━━ СПИСОК ЗАПИСЕЙ

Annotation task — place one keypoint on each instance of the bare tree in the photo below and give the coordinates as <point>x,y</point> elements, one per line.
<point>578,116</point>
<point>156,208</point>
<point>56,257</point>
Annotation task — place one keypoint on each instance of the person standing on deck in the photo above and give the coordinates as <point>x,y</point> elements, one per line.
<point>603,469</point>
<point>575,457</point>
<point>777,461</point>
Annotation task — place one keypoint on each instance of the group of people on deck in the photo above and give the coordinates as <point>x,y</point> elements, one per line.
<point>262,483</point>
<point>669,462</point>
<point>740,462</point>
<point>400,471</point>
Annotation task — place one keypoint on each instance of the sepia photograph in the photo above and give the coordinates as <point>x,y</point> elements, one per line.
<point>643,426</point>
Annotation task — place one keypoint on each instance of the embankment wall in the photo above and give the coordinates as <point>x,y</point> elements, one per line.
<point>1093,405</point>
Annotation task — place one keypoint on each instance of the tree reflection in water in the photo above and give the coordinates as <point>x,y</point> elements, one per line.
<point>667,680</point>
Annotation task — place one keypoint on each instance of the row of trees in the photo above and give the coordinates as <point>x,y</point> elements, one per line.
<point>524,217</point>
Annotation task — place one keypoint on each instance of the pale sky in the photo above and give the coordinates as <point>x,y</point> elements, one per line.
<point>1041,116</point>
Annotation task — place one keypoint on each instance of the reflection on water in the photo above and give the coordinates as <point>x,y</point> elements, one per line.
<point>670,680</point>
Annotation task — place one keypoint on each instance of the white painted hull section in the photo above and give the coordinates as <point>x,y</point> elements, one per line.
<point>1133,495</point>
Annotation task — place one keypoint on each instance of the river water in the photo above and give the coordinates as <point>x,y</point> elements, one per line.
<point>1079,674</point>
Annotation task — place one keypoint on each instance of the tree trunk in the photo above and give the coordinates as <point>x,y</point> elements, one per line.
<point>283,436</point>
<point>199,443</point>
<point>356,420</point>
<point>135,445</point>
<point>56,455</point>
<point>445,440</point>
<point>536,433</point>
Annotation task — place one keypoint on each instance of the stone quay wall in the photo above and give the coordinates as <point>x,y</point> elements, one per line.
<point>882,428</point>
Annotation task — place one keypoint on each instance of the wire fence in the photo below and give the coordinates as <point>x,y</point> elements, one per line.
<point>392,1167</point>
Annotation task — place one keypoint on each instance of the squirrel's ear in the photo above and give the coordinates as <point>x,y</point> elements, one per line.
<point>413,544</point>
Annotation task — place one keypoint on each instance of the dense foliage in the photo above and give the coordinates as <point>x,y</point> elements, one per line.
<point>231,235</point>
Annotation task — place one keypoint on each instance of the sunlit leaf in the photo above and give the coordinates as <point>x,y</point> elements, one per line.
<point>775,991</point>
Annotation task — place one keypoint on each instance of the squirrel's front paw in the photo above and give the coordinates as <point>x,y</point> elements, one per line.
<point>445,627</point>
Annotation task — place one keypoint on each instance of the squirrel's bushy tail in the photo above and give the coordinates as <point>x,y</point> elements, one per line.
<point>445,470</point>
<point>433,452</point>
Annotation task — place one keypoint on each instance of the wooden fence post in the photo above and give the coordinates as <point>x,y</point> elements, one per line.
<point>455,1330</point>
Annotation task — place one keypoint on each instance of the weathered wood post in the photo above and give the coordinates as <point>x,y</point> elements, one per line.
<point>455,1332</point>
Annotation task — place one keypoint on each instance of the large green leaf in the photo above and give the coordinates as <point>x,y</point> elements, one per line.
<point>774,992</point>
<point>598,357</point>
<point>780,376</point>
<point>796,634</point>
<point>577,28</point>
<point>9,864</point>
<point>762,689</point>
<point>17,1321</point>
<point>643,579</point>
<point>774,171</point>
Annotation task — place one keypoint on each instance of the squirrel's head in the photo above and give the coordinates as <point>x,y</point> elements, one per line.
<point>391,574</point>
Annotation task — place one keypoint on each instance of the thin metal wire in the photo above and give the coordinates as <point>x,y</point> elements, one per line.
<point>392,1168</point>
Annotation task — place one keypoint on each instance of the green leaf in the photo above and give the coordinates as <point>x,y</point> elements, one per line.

━━━━

## ЗАДАНИЕ:
Пожалуйста, отредактируйте все записи: замените «Annotation task» на «Labeling task», а остальное оставьте без изменений.

## ОТВЕТ НА ЗАДАНИЕ:
Labeling task — place one keypoint on each instance of the bare tree in the photo below and give the coordinates as <point>x,y</point> elements, one per line.
<point>578,116</point>
<point>156,208</point>
<point>56,257</point>
Labeling task — place one keypoint on each instance of the person standing on deck in the photo above and give the coordinates as <point>x,y</point> elements, one per line.
<point>603,469</point>
<point>575,457</point>
<point>777,461</point>
Labeling task — place one keypoint on each instance of the group of people on deck in the photo above and give the coordinates as <point>x,y</point> elements, one per line.
<point>262,483</point>
<point>669,462</point>
<point>740,462</point>
<point>400,471</point>
Labeling task — place one keypoint on each instance of the sepia photograph in the photo above and give the coordinates as <point>x,y</point> elements, one per line.
<point>643,426</point>
Labeling task — place one keypoint on each instance of the embankment wall in the photo above and give the coordinates as <point>x,y</point> elements, one per line.
<point>1093,405</point>
Labeling task — place one keypoint on each instance of the tree reflection in water in the photo above and give the coordinates as <point>x,y</point> elements, one per line.
<point>667,680</point>
Labeling task — place one keypoint on each instance of the row of trees in the photo above and give the coordinates as <point>x,y</point> elements, one per line.
<point>524,217</point>
Labeling task — place one keypoint on each instance of the pale sky in the photo above and give the coordinates as <point>x,y</point> elements, one per line.
<point>1041,116</point>
Labeling task — place one keypoint on each instance of the reflection on water in the photo above and give the coordinates as <point>x,y</point> elements, one per line.
<point>670,680</point>
Labeling task — place one keypoint on each instance of the white painted hull section in the photo above and give the coordinates as <point>x,y</point> elements, one per line.
<point>1133,495</point>
Labeling task — place one keypoint on each instance of the river water in the photo above and give the coordinates as <point>x,y</point> elements, one per line.
<point>1079,674</point>
Labeling task — place one keypoint on each instance of the tree trunk in the photo above and give the coordinates as <point>x,y</point> elements, one per line.
<point>283,436</point>
<point>199,443</point>
<point>356,420</point>
<point>135,445</point>
<point>56,455</point>
<point>445,440</point>
<point>536,433</point>
Labeling task — place one keypoint on each instance of the stone quay wall in the photo above and give the coordinates as <point>x,y</point> elements, one per line.
<point>882,428</point>
Labeling task — place one keypoint on each instance of the wire fence in the photo below and give the coordinates as <point>x,y</point> elements, one per line.
<point>392,1167</point>
Labeling task — place one keypoint on each instance of the squirrel's ear in the photo above and give the coordinates as <point>x,y</point> elements, one per line.
<point>413,544</point>
Labeling task — place one keypoint on each instance of the dense foliage in the photo above and give the coordinates as <point>x,y</point> elements, one per line.
<point>231,235</point>
Labeling task — place one keypoint on each instance of the sunlit leaf in the photo above and give the coordinates as <point>x,y</point> elements, one per line.
<point>775,991</point>
Labeling task — place one keypoint on each instance of the squirrel's front paw in the photo above and give the coordinates as <point>x,y</point> elements, one per line.
<point>445,627</point>
Labeling task — place one keypoint on each instance of the squirrel's bushy tail in the photo above and give the coordinates as <point>x,y</point> elements, one per line.
<point>445,470</point>
<point>433,452</point>
Labeling task — place one keypoint on each instance of the wooden fence post in the photo above and give the coordinates as <point>x,y</point> elements, one per line.
<point>455,1330</point>
Labeling task — place one keypoint on each instance of the weathered wood post in the photo above and give the coordinates as <point>x,y</point> elements, one per line.
<point>455,1332</point>
Labeling task — place one keypoint on each instance of the large green leaf in the photo above and give the coordinates as <point>x,y</point> elements, one per line.
<point>774,992</point>
<point>598,357</point>
<point>780,376</point>
<point>796,634</point>
<point>577,28</point>
<point>9,864</point>
<point>762,689</point>
<point>17,1321</point>
<point>643,579</point>
<point>774,171</point>
Labeling task — place one keypoint on each instance of the squirrel's head in the photo above and give the coordinates as <point>x,y</point> elements, one per line.
<point>391,574</point>
Labeling task — place one keypoint on each instance of the thin metal wire in the photo above and give the coordinates as <point>x,y</point> elements, one per line.
<point>392,1168</point>
Labeling task — place one keypoint on each instance of the green leaf in the photo above and give the coordinates as <point>x,y</point> elements, one per line.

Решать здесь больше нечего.